SHORT PROBLEM.
Make an exact copy of the entries below.
--- start of DATA EXTRACT ---
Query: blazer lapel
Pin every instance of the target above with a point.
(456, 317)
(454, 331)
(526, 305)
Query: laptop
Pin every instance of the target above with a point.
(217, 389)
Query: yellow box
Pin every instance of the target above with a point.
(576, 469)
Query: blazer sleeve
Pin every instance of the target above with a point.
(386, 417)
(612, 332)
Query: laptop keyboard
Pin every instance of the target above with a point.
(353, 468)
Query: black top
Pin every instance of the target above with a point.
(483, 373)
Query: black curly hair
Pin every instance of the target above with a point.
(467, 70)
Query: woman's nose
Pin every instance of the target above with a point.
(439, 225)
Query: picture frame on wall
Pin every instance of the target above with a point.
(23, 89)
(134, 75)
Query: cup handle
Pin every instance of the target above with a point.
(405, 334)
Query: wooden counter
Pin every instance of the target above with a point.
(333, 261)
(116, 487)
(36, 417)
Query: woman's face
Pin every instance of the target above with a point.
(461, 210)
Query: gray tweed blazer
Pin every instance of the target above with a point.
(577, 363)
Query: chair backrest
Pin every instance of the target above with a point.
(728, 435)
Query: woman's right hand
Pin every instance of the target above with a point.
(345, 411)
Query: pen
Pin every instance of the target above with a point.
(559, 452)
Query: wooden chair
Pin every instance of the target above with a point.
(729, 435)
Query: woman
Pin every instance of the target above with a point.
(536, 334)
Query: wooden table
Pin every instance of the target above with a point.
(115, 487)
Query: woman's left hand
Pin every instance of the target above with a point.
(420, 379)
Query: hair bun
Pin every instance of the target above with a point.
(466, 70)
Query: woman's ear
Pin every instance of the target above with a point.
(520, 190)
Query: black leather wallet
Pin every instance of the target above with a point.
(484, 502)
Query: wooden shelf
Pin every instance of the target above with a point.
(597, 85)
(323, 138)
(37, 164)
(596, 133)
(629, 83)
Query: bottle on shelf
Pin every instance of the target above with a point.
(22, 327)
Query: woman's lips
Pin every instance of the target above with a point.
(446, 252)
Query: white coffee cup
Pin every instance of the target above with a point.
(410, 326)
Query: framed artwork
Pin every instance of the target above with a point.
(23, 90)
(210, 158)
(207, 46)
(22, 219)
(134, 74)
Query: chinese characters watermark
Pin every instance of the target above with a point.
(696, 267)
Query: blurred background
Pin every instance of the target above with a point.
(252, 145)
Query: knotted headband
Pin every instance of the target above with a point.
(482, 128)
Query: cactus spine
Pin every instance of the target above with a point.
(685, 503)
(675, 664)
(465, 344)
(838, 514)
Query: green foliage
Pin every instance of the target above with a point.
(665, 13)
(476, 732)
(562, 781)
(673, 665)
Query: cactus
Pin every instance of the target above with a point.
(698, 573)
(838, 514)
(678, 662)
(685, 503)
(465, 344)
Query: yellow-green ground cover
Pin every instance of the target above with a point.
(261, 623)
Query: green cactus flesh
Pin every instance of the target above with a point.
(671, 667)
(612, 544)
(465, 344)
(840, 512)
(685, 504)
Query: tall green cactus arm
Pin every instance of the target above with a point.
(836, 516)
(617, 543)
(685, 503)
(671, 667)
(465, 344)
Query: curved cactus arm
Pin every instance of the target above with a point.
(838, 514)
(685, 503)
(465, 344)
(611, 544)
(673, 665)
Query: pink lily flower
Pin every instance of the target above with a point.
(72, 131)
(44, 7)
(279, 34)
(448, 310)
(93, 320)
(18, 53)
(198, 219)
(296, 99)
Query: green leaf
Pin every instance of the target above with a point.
--- end of DATA EXTRACT ---
CORRECT ANSWER.
Query: blazer lapel
Pin every instance of the target above with a point.
(456, 317)
(454, 331)
(526, 305)
Query: laptop
Pin every instance of the target above with a point.
(217, 389)
Query: yellow box
Pin every instance of the target above with a point.
(576, 469)
Query: blazer sleeve
Pin every instance of the target above with a point.
(386, 417)
(612, 332)
Query: laptop keyboard
Pin every instance of the target above with a point.
(353, 468)
Query: black top
Pin every instance of the target above with a point.
(483, 373)
Query: black curly hair
Pin every instance of the target above with a point.
(467, 70)
Query: woman's nose
Pin every instance of the target above with a point.
(439, 225)
Query: picture frame on wall
Pin every instance of the target above with a point.
(23, 89)
(134, 75)
Query: cup handle
Pin every instance of the target above with a point.
(405, 334)
Query: wooden counter
Pin every instance of the target above with a point.
(333, 261)
(116, 487)
(36, 417)
Query: woman's face
Pin every instance of the target above with a point.
(461, 210)
Query: gray tweed blazer
Pin every instance of the target above with a point.
(577, 363)
Query: chair backrest
Pin every instance of the target above with a point.
(728, 435)
Query: woman's right hand
Pin every instance of the target above with a point.
(345, 411)
Query: pen
Pin every instance of the target above with a point.
(559, 452)
Query: wooden chair
Pin every instance of the target above with a point.
(729, 435)
Query: woman
Pin every instance of the target above with a point.
(536, 334)
Query: wooden table
Pin every instance of the target above with a point.
(115, 487)
Query: woman's left hand
Pin every instance of the target above with a point.
(420, 379)
Query: hair bun
Pin every instance of the target above with a point.
(466, 70)
Query: woman's ear
Pin every instance of the target above with a point.
(520, 190)
Query: black leather wallet
Pin every instance of the target above with a point.
(484, 502)
Query: wooden shelf
Pin every instance of the target above with a point.
(597, 85)
(323, 138)
(37, 164)
(596, 133)
(629, 83)
Query: bottle on shelf
Pin every instance of the target above with a point.
(22, 327)
Query: woman's lips
Pin every instance of the target above with a point.
(446, 252)
Query: white coffee cup
Pin every instance of the target above with a point.
(410, 326)
Query: framed artwork
Pin every instance of the target above with a point.
(23, 90)
(210, 158)
(207, 46)
(22, 219)
(134, 74)
Query: chinese characters watermark
Pin every instance of the target above with a point.
(696, 267)
Query: blurred background
Pin every instance of the target above with a point.
(252, 145)
Query: knotted headband
Pin every instance of the target above with a point.
(482, 128)
Query: cactus spine
Pin every instance of the target above with a point.
(685, 503)
(675, 664)
(465, 344)
(838, 514)
Query: green foliage
Pin every instance of the target above with a point.
(665, 13)
(476, 732)
(562, 781)
(673, 665)
Query: cactus
Pin every instance of the target above with a point.
(698, 573)
(838, 514)
(678, 662)
(685, 503)
(465, 344)
Query: yellow-green ground cover
Pin every instance of the target above with a point.
(261, 623)
Query: green cactus flesh
Pin every instance of the target above with a point.
(671, 667)
(612, 544)
(465, 344)
(840, 512)
(685, 504)
Query: tall green cactus arm
Pin every instance of the target above with a point.
(836, 516)
(617, 543)
(685, 503)
(671, 667)
(465, 344)
Query: curved cactus arm
Pin every instance of the target above with a point.
(838, 514)
(685, 503)
(465, 344)
(611, 544)
(673, 665)
Query: pink lily flower
Pin every instance of the target above with a point.
(72, 131)
(44, 7)
(279, 34)
(448, 310)
(93, 320)
(18, 53)
(198, 219)
(296, 99)
Query: green leaf
Pin every instance of the target above with a point.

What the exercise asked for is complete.